(Referring expression pointing data)
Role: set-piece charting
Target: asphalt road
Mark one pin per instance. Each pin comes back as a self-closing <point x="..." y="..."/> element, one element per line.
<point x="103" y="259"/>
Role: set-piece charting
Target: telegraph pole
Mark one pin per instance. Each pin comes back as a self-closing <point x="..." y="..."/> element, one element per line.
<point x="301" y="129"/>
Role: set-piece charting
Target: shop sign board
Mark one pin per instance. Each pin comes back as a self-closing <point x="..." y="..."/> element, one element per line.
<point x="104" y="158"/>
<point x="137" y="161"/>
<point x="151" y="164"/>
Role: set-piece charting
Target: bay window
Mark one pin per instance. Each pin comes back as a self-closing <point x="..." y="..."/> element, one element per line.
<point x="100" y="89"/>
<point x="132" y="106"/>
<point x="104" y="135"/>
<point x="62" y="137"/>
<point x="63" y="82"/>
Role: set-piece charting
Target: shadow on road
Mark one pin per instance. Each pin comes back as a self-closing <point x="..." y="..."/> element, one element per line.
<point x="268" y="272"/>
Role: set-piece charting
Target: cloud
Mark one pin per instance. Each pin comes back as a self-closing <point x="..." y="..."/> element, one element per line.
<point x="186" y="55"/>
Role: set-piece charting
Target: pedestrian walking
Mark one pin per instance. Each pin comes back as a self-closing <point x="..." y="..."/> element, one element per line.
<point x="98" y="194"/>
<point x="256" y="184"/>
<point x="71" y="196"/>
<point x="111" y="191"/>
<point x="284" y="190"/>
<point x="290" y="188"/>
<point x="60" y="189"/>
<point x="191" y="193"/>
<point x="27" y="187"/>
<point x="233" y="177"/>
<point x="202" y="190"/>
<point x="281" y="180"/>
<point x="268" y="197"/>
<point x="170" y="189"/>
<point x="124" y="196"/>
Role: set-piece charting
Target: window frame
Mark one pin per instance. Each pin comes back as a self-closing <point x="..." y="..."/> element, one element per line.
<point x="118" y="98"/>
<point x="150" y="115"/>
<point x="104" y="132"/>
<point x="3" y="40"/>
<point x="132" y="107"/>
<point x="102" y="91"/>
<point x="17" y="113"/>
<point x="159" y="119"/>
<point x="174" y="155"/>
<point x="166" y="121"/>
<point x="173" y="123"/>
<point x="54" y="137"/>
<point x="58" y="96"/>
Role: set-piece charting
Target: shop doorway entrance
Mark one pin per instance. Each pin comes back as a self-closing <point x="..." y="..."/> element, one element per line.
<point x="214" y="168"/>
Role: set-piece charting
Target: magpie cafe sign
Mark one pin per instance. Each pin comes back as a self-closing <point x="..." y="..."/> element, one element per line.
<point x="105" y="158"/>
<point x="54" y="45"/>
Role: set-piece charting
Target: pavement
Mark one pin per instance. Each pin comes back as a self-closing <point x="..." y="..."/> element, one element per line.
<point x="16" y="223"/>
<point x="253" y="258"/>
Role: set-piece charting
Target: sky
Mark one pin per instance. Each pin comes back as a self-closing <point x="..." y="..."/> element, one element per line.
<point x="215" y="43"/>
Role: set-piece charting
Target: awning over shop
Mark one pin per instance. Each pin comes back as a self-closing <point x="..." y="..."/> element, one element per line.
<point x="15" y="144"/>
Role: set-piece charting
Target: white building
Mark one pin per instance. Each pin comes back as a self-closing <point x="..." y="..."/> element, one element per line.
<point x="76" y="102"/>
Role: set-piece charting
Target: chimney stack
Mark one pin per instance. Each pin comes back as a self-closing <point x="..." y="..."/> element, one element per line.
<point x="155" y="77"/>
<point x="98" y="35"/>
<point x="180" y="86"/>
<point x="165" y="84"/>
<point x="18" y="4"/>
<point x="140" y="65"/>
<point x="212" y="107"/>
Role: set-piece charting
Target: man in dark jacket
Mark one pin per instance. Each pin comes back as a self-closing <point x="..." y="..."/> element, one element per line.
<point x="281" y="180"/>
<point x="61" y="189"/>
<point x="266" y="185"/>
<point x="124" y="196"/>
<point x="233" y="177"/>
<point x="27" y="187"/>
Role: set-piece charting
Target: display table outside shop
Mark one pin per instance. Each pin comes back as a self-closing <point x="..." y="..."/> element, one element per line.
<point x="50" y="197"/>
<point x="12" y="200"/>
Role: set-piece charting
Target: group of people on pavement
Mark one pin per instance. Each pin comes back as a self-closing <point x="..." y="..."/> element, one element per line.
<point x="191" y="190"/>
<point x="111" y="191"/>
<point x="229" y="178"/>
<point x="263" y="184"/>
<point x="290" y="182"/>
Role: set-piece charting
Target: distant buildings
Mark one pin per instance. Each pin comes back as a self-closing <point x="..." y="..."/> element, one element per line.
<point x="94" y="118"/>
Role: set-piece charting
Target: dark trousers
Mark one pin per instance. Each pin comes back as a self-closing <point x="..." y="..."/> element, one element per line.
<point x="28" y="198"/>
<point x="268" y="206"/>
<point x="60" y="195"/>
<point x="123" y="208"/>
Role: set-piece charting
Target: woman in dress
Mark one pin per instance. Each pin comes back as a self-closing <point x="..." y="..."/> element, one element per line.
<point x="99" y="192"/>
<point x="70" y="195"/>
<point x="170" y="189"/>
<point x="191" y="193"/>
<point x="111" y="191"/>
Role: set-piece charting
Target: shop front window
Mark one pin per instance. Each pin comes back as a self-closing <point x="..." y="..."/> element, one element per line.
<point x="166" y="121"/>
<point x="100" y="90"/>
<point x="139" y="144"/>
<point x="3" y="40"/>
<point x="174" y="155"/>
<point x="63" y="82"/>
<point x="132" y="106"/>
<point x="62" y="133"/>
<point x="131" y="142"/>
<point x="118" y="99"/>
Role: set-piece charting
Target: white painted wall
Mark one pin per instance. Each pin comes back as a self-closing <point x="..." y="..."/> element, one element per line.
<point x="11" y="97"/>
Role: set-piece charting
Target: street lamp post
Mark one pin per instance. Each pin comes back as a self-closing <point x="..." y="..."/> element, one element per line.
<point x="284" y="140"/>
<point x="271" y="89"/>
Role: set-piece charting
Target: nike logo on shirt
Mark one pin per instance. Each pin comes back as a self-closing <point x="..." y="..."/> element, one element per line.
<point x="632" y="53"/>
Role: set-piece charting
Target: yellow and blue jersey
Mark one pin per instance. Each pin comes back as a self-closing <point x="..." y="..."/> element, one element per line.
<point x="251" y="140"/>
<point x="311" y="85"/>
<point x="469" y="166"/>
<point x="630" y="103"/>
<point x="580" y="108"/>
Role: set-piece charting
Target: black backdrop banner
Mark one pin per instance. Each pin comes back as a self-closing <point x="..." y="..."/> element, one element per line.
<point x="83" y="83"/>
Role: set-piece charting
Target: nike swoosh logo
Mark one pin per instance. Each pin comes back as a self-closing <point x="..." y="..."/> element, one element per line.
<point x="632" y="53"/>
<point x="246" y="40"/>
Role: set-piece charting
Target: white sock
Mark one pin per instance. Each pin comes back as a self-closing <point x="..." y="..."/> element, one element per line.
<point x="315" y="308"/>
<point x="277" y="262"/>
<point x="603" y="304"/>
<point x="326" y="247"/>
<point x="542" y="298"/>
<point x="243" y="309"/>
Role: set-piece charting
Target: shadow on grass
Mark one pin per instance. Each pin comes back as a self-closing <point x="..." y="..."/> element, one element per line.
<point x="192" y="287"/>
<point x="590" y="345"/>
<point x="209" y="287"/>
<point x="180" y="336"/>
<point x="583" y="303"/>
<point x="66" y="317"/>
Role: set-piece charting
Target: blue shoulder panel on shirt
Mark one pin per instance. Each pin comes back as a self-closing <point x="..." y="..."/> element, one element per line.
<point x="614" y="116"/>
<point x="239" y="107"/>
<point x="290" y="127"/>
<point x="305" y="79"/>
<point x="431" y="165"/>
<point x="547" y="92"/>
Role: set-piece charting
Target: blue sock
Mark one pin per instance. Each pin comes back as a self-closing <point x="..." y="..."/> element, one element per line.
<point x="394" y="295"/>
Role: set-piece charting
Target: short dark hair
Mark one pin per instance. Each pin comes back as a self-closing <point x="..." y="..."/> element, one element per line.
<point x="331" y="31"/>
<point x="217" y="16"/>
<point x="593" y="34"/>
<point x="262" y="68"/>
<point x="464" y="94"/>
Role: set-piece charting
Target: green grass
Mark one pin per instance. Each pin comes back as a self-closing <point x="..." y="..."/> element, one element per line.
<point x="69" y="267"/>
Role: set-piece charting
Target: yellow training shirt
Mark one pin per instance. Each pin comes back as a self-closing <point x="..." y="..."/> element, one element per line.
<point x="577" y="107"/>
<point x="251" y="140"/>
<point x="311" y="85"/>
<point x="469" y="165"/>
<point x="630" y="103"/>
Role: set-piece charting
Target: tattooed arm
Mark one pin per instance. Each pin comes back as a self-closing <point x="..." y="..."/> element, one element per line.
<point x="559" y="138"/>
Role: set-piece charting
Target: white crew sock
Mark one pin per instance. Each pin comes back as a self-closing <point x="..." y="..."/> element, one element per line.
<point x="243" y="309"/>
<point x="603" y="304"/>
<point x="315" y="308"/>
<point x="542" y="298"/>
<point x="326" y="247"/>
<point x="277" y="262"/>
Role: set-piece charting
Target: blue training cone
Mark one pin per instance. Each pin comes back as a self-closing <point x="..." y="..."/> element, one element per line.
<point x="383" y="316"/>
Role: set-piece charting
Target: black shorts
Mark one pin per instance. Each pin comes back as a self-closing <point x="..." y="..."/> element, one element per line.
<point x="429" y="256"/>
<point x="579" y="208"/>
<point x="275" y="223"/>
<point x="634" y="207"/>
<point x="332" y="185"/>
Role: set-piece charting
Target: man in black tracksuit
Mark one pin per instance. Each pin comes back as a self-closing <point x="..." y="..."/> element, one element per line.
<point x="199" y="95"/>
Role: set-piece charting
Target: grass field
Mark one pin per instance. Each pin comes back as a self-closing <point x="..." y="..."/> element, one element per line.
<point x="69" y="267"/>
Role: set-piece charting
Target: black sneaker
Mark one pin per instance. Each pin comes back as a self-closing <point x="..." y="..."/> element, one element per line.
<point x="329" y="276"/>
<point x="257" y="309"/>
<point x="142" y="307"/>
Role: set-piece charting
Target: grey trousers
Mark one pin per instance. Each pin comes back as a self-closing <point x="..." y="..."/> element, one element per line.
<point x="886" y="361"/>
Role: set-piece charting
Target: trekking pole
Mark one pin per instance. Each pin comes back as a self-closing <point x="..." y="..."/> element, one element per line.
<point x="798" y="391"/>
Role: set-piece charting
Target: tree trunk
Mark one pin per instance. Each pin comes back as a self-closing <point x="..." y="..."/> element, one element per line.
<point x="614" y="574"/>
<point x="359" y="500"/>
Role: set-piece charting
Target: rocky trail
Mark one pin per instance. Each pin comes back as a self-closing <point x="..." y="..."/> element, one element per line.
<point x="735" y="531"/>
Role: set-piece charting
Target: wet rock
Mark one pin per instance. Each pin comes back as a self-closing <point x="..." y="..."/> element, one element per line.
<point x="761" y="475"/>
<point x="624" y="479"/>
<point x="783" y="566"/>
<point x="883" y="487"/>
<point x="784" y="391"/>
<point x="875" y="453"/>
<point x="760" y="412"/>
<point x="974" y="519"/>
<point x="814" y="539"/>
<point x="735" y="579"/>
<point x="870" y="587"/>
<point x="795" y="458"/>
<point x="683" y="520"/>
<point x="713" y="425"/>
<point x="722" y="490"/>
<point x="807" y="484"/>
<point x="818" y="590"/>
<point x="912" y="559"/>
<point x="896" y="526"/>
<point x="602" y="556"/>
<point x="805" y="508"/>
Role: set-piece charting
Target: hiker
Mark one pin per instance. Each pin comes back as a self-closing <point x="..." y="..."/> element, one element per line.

- **What you need to do**: Verbatim output is expected for the lines from the start of the data to the line in which "Target: bay window" appears, both included.

- **Reply**:
Role: set-piece charting
Target: asphalt road
Mark one pin per instance. Each pin comes back as a self-closing <point x="..." y="..."/> element, one element per line.
<point x="103" y="259"/>
Role: set-piece charting
Target: telegraph pole
Mark one pin per instance. Each pin comes back as a self-closing <point x="..." y="..."/> element, one element per line.
<point x="301" y="129"/>
Role: set-piece charting
Target: shop sign board
Mark one pin per instance. Each pin comes back as a self-closing <point x="..." y="..."/> element, one element per line.
<point x="104" y="158"/>
<point x="137" y="161"/>
<point x="151" y="164"/>
Role: set-piece charting
Target: bay window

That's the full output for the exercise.